- Directions: Please change "marker" to "dot" in the records below, starting with the line containing "Locate every instance of the pale" and going on through the end of the records. Give back only those lines, with nothing else altered.

- Given data:
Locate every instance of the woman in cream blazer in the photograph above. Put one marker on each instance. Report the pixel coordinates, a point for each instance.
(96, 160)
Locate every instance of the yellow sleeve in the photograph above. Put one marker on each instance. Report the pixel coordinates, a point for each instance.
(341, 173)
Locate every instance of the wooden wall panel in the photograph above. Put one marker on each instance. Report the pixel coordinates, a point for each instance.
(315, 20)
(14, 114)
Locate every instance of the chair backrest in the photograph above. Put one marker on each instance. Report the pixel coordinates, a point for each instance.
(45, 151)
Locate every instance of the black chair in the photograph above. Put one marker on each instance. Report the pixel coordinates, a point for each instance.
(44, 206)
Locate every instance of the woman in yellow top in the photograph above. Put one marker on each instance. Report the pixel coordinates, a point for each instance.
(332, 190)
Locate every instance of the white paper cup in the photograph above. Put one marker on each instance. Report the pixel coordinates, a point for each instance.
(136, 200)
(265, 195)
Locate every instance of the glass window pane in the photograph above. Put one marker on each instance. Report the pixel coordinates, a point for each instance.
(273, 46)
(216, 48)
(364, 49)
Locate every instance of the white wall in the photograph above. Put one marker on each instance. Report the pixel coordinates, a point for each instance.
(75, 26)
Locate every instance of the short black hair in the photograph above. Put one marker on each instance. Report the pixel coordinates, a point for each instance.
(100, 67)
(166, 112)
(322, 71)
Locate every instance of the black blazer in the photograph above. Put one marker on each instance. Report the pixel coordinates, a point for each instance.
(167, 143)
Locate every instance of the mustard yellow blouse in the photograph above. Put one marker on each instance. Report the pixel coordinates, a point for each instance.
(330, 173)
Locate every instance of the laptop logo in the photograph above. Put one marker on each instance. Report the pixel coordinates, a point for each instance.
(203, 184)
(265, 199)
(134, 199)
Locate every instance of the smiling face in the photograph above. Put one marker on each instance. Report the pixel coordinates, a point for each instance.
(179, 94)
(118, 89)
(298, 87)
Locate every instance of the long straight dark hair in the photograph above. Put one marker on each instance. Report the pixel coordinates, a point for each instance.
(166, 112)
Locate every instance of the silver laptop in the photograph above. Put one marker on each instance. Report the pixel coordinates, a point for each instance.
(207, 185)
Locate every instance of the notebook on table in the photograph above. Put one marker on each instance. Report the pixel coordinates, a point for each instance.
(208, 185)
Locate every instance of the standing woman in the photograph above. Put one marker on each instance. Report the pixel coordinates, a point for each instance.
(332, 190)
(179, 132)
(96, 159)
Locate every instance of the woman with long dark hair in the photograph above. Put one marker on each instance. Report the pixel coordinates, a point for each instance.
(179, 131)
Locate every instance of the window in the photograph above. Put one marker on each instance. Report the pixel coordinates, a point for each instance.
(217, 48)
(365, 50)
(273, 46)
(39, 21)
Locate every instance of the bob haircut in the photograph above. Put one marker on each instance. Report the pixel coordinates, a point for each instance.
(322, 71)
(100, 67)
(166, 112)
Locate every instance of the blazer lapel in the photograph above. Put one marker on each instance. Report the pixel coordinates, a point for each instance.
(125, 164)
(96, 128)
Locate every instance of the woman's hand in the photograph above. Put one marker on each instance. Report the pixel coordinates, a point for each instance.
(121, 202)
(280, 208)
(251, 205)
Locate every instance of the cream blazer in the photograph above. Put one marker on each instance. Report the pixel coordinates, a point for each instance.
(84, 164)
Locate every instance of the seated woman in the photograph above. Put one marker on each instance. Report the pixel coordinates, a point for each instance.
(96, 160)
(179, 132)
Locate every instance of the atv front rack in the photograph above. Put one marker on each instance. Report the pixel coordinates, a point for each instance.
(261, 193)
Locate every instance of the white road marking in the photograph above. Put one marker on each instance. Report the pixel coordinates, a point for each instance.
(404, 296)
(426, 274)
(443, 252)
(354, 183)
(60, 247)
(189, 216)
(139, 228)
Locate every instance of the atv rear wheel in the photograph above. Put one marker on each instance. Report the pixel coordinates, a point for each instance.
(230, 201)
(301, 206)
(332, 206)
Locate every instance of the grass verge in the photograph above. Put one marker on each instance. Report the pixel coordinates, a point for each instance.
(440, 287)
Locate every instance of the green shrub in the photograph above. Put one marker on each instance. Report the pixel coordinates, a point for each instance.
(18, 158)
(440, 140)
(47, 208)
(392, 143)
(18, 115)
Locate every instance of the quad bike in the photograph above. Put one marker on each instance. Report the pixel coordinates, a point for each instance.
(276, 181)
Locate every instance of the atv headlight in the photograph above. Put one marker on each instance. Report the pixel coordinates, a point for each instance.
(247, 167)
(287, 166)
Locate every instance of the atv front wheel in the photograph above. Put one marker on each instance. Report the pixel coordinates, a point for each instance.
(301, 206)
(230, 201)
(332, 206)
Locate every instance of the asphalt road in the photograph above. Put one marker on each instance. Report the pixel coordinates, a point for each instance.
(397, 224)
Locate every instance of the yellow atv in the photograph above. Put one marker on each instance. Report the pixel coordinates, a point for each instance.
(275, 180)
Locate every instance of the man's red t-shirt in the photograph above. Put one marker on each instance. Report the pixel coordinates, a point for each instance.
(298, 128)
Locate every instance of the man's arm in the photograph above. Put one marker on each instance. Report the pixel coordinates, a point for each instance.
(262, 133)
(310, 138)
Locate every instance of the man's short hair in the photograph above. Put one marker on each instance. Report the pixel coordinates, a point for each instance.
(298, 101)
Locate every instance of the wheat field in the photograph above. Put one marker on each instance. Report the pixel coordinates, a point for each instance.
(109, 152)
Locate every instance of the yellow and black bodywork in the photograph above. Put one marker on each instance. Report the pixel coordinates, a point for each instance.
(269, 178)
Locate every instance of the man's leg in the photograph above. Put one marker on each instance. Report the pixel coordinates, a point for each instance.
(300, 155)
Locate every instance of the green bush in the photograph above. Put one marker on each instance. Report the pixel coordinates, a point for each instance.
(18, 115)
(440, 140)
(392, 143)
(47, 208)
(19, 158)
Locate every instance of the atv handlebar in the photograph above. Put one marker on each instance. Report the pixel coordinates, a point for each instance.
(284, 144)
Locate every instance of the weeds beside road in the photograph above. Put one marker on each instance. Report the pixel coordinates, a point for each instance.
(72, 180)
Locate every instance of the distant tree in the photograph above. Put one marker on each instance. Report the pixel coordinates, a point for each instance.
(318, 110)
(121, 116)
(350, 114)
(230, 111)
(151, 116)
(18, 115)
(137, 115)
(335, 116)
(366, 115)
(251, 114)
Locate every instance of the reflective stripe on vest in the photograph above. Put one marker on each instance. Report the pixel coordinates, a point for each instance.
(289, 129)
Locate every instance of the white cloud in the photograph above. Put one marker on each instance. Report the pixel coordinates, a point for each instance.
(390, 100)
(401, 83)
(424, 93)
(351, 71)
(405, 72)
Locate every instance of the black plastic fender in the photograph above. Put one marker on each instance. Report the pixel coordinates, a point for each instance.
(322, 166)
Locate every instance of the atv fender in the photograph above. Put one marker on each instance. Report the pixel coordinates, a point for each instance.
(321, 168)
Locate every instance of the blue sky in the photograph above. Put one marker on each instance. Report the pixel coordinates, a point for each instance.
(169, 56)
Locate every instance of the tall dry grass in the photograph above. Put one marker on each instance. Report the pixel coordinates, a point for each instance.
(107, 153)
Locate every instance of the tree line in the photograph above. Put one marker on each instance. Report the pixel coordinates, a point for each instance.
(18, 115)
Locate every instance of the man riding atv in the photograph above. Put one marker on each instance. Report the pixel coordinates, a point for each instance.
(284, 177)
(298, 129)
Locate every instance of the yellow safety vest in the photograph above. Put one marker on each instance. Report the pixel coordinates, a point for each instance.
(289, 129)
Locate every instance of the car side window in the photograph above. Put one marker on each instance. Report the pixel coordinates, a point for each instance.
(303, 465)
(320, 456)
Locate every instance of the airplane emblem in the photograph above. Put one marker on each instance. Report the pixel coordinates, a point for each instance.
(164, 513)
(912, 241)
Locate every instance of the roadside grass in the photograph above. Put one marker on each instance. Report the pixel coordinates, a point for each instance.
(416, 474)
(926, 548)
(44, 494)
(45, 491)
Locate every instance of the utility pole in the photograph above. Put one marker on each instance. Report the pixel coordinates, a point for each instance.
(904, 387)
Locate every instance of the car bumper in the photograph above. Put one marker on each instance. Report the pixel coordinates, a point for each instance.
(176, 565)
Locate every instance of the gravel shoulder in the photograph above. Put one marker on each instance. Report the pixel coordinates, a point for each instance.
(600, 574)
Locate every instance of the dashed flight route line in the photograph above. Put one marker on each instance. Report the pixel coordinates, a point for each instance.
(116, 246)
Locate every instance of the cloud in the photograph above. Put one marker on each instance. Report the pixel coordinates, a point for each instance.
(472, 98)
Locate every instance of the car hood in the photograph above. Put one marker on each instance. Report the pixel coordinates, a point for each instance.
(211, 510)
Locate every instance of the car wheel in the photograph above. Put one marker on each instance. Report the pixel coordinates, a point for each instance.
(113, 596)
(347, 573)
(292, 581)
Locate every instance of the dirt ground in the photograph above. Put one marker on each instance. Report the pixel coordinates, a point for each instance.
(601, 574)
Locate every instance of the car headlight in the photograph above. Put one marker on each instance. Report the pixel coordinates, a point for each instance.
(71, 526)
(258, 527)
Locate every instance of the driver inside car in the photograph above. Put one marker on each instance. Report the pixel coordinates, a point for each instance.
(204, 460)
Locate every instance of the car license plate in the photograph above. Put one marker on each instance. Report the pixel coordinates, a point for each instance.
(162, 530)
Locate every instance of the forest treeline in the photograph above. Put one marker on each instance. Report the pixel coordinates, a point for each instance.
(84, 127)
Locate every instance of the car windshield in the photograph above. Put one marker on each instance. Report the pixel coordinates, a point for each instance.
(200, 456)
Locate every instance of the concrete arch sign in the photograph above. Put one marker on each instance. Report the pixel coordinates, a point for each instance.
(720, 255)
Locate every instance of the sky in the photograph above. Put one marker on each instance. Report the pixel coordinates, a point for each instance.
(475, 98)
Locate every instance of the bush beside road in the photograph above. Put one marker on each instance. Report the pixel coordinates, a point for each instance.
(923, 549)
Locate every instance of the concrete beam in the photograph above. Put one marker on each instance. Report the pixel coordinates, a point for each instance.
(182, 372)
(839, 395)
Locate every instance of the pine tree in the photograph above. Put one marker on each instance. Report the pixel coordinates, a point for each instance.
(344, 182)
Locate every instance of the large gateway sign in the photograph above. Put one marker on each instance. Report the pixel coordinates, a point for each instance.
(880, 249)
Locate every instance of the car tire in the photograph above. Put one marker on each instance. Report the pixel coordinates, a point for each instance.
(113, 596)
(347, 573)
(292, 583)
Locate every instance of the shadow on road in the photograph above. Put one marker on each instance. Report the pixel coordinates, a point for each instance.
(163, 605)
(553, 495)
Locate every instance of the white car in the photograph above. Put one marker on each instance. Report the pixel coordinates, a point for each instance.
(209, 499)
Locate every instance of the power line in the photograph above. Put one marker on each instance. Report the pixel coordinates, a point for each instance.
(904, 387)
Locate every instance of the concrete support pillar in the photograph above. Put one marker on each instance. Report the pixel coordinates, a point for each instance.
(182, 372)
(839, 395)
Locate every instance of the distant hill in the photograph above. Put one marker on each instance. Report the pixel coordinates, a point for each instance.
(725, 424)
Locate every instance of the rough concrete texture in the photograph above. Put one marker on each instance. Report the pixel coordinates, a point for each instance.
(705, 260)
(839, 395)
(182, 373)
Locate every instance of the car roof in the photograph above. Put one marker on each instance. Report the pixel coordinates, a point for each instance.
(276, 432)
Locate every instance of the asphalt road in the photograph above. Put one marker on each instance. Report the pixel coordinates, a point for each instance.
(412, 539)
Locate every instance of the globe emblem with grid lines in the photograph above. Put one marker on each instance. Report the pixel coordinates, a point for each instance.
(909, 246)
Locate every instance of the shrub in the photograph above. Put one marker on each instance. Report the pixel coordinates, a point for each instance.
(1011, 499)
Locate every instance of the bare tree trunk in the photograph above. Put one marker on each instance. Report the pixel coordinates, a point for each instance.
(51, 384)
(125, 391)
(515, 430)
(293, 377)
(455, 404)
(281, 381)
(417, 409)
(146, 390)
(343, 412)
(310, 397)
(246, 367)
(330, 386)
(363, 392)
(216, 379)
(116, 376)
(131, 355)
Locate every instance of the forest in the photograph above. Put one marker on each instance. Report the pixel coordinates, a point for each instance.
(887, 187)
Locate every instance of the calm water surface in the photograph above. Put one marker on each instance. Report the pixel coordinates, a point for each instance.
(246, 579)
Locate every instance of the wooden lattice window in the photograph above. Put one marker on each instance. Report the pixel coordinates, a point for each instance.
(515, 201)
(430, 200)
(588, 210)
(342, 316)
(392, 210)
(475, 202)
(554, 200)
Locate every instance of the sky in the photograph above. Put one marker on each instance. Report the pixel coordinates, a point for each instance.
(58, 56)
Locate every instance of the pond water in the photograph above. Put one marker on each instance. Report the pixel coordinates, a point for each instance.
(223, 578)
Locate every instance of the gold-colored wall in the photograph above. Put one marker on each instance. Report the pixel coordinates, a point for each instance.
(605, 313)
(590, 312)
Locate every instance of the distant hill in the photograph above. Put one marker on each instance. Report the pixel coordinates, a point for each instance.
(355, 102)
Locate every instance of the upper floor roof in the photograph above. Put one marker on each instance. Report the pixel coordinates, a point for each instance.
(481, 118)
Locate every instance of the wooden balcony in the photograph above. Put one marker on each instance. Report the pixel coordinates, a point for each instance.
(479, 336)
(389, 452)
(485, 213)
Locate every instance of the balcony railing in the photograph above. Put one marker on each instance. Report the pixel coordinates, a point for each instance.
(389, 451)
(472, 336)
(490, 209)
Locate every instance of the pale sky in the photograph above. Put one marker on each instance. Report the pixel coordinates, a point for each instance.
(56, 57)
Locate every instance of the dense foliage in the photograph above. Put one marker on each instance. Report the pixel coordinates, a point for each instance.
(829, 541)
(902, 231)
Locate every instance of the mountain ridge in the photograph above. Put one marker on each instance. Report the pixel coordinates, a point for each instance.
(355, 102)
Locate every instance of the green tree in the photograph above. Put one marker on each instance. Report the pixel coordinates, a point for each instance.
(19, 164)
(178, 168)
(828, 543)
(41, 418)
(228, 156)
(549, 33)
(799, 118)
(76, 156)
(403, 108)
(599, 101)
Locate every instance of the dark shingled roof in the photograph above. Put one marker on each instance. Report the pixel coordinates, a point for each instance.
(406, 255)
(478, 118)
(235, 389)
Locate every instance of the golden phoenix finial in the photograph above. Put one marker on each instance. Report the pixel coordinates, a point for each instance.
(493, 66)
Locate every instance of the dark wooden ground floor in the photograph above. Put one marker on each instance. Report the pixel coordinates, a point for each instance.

- Worked answer:
Locate every instance of the pale sky in the photograph above. Put one dot on each instance. Report the pixel coordinates, a point for each instance.
(56, 57)
Locate every instance of the dense foliage in the photograph above. Put one dot on each instance. Report the pixel coordinates, a point for each instance.
(829, 541)
(902, 231)
Locate every instance of the mountain ridge in the photograph above. Put one dot on each instance. Report the pixel coordinates, a point for each instance.
(355, 102)
Locate every instance of the green tree in the photograph above. Put one dot on each instance. Report the pixel coordinates, a point for each instance.
(19, 164)
(178, 168)
(828, 543)
(41, 418)
(228, 156)
(549, 33)
(799, 118)
(76, 156)
(403, 108)
(599, 101)
Locate every instance of the dark shingled roof in the photograph above. Put one dot on each instance. Report the pixel coordinates, a point for each instance.
(406, 255)
(478, 118)
(235, 389)
Locate every instance of the golden phoenix finial in the photograph above. Put one dot on each instance. Report the pixel coordinates, a point for each instance.
(493, 66)
Locate every instance of the dark wooden ground floor in the photograph above. Put one dot on each instance. Report the pixel coordinates, a point for each instance.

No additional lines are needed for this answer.